## Selected passage
════

The phrase “equivalently sized circular cross section”, as used herein, refers to shafts having a circular cross section with an outside diameter (shown as “OD” in FIG. 5) equal to the smallest outside dimension of the shaft of the present invention. For example, an equivalently sized shaft to the shaft of the present invention shown in FIG. 2 is a circular shaft that has a diameter equal to the length, 1, of the minor axis of the ellipse. The shaft of the present invention may also have a leading edge with a smaller radius of curvature than circular shafts with a smaller diameter than the smallest outside dimension of the shaft of the present invention. In particular, the leading edge 34 should have a smaller radius of curvature than conventional golf club shafts having circular cross sections of such as any of those manufactured by Aldila, Inc., or manufactured under the tradename of True Temper by True Temper Sports of Memphis, Tenn. (the specifications of which are incorporated by reference herein). (That is, the leading edge 34 should have a radius of curvature of less than about 0.47 cm at the tip and less than about 0.8 cm at the butt.) In addition, although the leading edge 34 is described as having a “radius of curvature”, the shaft of the present invention is not limited to shapes having cross sections defined strictly by curvilinear segments. It is within the scope of the present invention for the cross section of the leading edge 34 to be formed by rectilinear segments, curvilinear segments, or both.
The cross sectional shape of the shaft 22 can be constant down the length of the shaft, or it can vary down the length of the shaft. The cross section can vary in the alignment of the axes of the ellipses and/or the size of the ellipses. The cross sectional shape of the shaft could, for example, be used to reduce drag on the shaft when it is in different positions during the golfer's swing, to bring the golfer's swing into impact on a certain swing path, or both. For instance, the shaft 22 can have the cross section shown in FIG. 3 near the grip 24. The cross section of the portion of the shaft near the grip is oriented to reduce wind resistance when the golfer is pulling the club into the ball on the way down from the top of the swing. The portion of the shaft having the cross section shown in FIG. 2 could then serve to assist the golfer in moving the club into the impact zone by minimizing drag and squaring the clubface.

════

## Requests
[1] Answer these from the shaft passage:
(a) What radius of curvature should leading edge 34 have at the tip and at the butt?
(b) In what respects can the cross section vary down the length of the shaft?
(c) Which figure shows the cross section the shaft 22 can have near the grip 24?
[2] List every part in the shaft passage that is given a reference numeral, with its numeral.
The rows that follow are separate material and are not part of the shaft passage.

## Dataset entries
════

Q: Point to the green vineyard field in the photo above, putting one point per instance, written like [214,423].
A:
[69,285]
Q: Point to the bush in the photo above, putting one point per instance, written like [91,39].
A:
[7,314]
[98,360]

════

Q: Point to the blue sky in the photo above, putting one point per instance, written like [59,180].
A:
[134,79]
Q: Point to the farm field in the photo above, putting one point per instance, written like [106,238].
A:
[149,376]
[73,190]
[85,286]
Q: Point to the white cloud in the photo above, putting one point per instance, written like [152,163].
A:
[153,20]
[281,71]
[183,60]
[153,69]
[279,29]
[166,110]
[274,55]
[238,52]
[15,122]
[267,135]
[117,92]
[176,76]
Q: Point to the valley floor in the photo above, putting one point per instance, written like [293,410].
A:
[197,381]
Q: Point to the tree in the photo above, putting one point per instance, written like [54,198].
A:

════

## The answers
[1]
(a) Less than about 0.47 cm at the tip and less than about 0.8 cm at the butt.
(b) In the alignment of the axes of the ellipses and/or the size of the ellipses.
(c) FIG. 3.

[2]
shaft 22
grip 24
leading edge 34